Data supplied:

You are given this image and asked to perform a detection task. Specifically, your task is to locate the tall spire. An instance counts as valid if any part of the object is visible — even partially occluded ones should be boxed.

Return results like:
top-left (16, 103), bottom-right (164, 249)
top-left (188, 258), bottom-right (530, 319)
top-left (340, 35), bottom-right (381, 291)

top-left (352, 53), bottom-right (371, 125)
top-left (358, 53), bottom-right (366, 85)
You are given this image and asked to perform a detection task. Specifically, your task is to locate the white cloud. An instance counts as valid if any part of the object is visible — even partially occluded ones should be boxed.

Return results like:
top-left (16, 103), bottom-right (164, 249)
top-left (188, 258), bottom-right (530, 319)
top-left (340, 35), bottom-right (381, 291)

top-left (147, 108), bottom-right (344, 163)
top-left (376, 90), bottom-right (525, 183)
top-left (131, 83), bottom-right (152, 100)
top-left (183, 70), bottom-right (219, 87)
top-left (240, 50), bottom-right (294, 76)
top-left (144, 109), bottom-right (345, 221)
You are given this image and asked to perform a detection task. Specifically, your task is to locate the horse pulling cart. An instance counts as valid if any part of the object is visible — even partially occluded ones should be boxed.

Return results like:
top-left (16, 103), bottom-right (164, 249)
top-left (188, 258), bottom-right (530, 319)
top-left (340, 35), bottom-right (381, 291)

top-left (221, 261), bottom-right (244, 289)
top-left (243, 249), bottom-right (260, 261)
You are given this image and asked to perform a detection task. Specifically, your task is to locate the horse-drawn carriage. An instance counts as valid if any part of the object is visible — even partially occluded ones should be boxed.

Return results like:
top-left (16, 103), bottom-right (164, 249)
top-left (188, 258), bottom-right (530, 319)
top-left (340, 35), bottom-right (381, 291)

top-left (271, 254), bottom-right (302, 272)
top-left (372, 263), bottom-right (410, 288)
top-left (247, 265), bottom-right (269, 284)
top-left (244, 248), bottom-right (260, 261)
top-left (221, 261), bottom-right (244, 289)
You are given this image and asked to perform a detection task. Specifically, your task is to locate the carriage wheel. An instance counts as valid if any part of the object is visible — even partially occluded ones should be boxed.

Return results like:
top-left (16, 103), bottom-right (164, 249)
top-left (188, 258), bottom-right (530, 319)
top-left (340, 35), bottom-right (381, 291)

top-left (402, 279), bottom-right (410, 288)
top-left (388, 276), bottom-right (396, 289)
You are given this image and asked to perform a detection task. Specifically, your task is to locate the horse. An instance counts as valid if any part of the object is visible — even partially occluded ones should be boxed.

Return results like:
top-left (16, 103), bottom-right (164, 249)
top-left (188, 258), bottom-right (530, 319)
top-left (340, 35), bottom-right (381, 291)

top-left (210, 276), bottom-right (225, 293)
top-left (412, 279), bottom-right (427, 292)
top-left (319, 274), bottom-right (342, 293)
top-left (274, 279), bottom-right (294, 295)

Description of the task: Reproduce word for word the part of the records that opens with the line containing "locate the horse." and runs through the end of the records.

Task answer:
You are given this image and asked to perform a detection task. Specifically, your task is to locate the horse. An instance counts as valid if any part of the object is visible — even partially occluded ones should be boxed.

Return results like:
top-left (16, 103), bottom-right (164, 249)
top-left (188, 258), bottom-right (530, 319)
top-left (340, 35), bottom-right (381, 291)

top-left (210, 276), bottom-right (225, 293)
top-left (412, 279), bottom-right (427, 292)
top-left (319, 274), bottom-right (342, 293)
top-left (274, 279), bottom-right (294, 295)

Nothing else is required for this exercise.